_Exercise brief_
Write down exactly the lines of the records below, beginning with the first and ending with the line that includes "pixel 620 207".

== Segment start ==

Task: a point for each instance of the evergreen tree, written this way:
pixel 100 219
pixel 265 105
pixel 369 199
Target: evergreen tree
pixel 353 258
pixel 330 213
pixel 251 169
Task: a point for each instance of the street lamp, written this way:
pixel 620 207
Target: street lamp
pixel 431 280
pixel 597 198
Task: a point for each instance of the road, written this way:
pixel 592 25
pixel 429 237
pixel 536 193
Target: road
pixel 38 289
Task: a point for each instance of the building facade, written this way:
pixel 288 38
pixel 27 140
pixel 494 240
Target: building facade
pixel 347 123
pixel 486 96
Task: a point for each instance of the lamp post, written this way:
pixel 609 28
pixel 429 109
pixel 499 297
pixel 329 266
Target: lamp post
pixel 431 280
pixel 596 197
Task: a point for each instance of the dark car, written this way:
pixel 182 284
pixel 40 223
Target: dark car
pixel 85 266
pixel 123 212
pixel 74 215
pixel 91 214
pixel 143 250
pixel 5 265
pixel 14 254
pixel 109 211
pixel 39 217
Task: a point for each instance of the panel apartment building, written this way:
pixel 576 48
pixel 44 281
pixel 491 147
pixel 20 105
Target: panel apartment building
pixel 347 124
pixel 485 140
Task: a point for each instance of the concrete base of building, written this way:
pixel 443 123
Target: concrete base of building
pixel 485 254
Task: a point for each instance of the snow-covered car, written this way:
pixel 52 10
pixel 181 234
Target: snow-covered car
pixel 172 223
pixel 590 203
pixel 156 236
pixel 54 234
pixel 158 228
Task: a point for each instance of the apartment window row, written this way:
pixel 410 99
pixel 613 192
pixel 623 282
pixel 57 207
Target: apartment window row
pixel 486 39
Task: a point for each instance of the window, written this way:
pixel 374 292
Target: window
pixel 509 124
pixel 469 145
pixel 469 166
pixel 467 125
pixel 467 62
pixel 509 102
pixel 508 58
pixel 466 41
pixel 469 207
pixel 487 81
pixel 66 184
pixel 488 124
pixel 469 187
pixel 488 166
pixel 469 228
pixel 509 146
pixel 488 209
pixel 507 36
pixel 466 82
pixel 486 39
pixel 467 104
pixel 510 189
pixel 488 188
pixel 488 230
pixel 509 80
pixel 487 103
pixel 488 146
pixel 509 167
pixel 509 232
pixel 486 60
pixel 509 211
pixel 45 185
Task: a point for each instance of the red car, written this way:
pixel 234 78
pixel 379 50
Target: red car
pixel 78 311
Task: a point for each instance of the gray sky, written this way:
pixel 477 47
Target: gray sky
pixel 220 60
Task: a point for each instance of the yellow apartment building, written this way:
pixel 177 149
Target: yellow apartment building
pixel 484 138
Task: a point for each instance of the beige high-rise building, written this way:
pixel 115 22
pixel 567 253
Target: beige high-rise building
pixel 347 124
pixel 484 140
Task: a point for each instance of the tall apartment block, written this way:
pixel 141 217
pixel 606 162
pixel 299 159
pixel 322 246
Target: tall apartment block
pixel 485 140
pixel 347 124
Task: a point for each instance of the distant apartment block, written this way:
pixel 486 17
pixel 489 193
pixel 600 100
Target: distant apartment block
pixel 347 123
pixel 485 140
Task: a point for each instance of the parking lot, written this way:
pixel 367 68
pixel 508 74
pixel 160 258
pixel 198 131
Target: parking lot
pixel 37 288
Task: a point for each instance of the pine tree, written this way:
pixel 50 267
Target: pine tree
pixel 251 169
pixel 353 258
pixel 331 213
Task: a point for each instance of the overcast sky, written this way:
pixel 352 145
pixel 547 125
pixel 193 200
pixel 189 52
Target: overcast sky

== Segment end ==

_Solution to the exercise_
Task: a point for each instance of the evergreen tree, written this way:
pixel 100 219
pixel 265 105
pixel 369 199
Target: evergreen tree
pixel 353 258
pixel 330 213
pixel 251 169
Task: a point for each instance of the street lamp, written this way:
pixel 620 207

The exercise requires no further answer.